= Text extract =

········

Says cannot import name run_job, and in your 2nd suggestion, No module named run_job (on the from .run_job import run_job line)
@Satya: It works for me using the file layout you've described. Check that your files are where you think they are and are named what you think they are. Is is possible you have another file names hdl.py somewhere else that is being imported instead of your package?
I'm installing them to the virtualenv by using python setup.py install, is that correct? The package directory structure is as I stated in my question. I don't have another hdl.py, as my changes are resulting in slightly different error messages as I go along.
@Satya: What is the name of the "client code" file from which you are trying the imports, and where is it located?
It is outside the package hierarchy. It is in the scripts directory and is called client.py (question updated after I post this comment). Since it is in scripts, I am running it as: source virtualenv/bin/activate && client.py (the source && is in my history and I've been hitting up-arrow)

········

= Given data =
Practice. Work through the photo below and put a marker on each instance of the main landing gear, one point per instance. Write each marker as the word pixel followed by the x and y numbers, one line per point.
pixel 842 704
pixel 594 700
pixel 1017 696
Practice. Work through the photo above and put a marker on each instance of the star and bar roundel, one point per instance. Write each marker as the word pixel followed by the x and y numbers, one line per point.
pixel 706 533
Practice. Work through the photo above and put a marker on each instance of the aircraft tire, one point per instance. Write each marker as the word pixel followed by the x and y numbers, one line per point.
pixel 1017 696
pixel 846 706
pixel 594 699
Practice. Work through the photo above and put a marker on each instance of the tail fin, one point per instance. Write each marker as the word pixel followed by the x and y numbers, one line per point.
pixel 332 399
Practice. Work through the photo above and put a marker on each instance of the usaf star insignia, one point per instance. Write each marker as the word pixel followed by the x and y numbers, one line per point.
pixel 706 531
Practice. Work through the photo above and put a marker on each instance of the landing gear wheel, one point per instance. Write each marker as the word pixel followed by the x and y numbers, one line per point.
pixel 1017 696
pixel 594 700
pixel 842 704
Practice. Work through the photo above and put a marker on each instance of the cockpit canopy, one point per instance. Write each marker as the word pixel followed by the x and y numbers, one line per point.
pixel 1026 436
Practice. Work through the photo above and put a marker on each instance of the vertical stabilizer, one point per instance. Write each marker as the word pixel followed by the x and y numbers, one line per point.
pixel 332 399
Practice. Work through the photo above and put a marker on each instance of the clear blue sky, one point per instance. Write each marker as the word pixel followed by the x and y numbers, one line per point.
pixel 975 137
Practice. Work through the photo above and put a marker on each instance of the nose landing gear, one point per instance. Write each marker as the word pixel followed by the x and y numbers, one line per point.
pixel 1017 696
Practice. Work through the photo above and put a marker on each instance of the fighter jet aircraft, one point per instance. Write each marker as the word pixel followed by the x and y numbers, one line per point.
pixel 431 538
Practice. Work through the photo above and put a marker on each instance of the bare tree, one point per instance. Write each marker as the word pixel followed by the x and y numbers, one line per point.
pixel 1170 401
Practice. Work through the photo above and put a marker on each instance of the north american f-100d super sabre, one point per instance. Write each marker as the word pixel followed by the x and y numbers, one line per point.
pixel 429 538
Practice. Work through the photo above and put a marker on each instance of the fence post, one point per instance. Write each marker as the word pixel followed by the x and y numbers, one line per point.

········

= Task details =
For each statement, say yes or no to whether the forum thread supports it, and quote the words from the thread that settle it: (a) The client.py file sits inside the package hierarchy. (b) The packages are put into the virtualenv with python setup.py install. (c) There is a second hdl.py file elsewhere. The rows were taken from a different source than the text.

= Worked solution =
(a) No: "It is outside the package hierarchy."
(b) Yes: "I'm installing them to the virtualenv by using python setup.py install"
(c) No: "I don't have another hdl.py"